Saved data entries
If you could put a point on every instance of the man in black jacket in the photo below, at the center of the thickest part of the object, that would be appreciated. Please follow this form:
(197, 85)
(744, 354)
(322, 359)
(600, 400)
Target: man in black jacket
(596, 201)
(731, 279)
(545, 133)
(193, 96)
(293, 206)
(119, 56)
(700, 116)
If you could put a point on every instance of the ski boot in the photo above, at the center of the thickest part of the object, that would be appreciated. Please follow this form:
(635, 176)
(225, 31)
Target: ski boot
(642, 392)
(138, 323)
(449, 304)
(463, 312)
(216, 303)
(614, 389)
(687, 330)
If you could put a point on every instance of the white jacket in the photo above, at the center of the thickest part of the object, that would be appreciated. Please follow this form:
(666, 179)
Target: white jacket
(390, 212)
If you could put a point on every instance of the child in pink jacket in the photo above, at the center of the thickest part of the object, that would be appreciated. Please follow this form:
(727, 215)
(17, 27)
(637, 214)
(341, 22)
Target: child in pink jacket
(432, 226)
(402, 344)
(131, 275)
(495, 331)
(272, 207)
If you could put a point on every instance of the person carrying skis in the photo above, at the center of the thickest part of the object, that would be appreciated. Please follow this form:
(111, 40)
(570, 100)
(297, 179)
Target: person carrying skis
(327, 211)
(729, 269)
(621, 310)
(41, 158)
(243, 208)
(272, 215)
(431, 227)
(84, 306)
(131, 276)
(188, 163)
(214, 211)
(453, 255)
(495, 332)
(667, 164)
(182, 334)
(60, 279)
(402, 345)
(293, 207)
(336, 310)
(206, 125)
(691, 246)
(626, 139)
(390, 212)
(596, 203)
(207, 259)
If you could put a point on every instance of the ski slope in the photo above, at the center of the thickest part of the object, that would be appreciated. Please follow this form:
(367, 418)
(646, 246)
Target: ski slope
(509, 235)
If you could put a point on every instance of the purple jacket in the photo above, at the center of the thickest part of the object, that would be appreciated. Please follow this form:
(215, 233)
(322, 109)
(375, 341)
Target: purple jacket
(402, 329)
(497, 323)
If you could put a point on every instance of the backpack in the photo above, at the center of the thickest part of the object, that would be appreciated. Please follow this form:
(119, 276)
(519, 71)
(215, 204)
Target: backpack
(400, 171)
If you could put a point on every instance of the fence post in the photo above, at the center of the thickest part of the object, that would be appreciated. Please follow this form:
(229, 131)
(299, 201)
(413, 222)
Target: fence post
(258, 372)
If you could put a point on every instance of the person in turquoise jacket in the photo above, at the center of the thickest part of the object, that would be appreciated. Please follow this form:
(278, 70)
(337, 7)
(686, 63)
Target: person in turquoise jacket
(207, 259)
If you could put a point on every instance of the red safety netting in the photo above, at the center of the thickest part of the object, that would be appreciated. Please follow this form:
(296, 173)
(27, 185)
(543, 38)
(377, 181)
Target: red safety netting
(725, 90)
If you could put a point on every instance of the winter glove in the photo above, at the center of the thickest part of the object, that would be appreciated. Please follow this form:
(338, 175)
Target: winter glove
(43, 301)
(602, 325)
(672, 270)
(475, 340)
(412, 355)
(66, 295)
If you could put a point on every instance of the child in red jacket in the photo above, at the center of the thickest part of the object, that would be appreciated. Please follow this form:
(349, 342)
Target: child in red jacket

— Exercise directions —
Quote the full listing above line for line, without changing a single character.

— Response to this exercise —
If you could put a point on every instance of the man in black jacket in the photo below, at the center of the thickest part of the object, that would be appreciated. Please follow this form:
(197, 85)
(744, 354)
(322, 359)
(600, 400)
Target: man in black jacket
(596, 201)
(731, 279)
(545, 133)
(193, 96)
(293, 206)
(119, 56)
(700, 116)
If you could put a point on every instance of the ski boot in the photo above, at the center of the thickest part of the object, that would be appreciated. Please follow this form:
(635, 176)
(225, 31)
Target: ski boot
(642, 392)
(138, 323)
(449, 304)
(463, 312)
(216, 303)
(614, 389)
(687, 330)
If you could put a point on every instance of the white jacket in the photo above, at the center of the thickest part of the object, that would be appreciated. Please follow this form:
(666, 179)
Target: white jacket
(390, 212)
If you could put a point on every instance of the child in pink jacket in the photo above, at the center of the thickest part of the object, that would be appreciated. Please follow this form:
(727, 215)
(17, 27)
(637, 214)
(341, 22)
Target: child in pink jacket
(432, 226)
(402, 344)
(131, 275)
(495, 331)
(272, 207)
If you could put a point on every instance of the person carrying skis in the photo above, at the center of the thickest part of the object, that would be appreciated. Please follow this form:
(111, 40)
(570, 100)
(297, 179)
Target: person carrying skis
(327, 211)
(729, 269)
(621, 310)
(41, 158)
(243, 208)
(272, 215)
(431, 227)
(84, 306)
(131, 276)
(188, 163)
(214, 211)
(453, 255)
(495, 332)
(667, 164)
(182, 334)
(60, 279)
(402, 345)
(293, 207)
(336, 310)
(206, 125)
(691, 246)
(626, 139)
(390, 212)
(596, 203)
(207, 259)
If you could put a point on every instance of the ski slope in the photo above, at the center of the thickest part of the object, that would be appreciated. Please follow this form:
(367, 418)
(646, 246)
Target: ski slope
(509, 235)
If you could put a point on every instance of the purple jacket in the photo above, at the center of the thickest part of the object, that would be appreciated. Please follow this form:
(215, 233)
(322, 109)
(375, 341)
Target: purple jacket
(402, 329)
(497, 323)
If you could put a point on every instance of the backpack in the photo above, at the center of the thickest part of the object, that would be appreciated. Please follow this form:
(119, 276)
(519, 71)
(215, 204)
Target: backpack
(400, 171)
If you could put a point on every instance of the fence post in the photo above, at the center of the thickest part of the object, that would be appreciated. Please follow this form:
(229, 131)
(299, 201)
(413, 222)
Target: fence post
(258, 372)
If you could put a point on every instance of the person in turquoise jacket in the photo above, at the center of the thickest part of the object, that would be appreciated. Please follow this form:
(278, 70)
(337, 7)
(686, 63)
Target: person in turquoise jacket
(207, 259)
If you could put a point on every instance of the red safety netting in the photo above, at the center of the thickest part of the object, that would be appreciated. Please follow this form:
(296, 173)
(27, 185)
(543, 38)
(377, 181)
Target: red safety netting
(725, 90)
If you could put a point on every instance of the winter glove in the photo above, at the center of the thickest part of the object, that would be appreciated. Please follow this form:
(338, 175)
Target: winter glove
(43, 301)
(602, 325)
(672, 270)
(475, 340)
(412, 355)
(66, 295)
If you could put a point on every instance of the child in red jacket in the photo above, at the center of the thickest part of the object, that would be appreciated. Please follow this form:
(349, 342)
Target: child in red jacket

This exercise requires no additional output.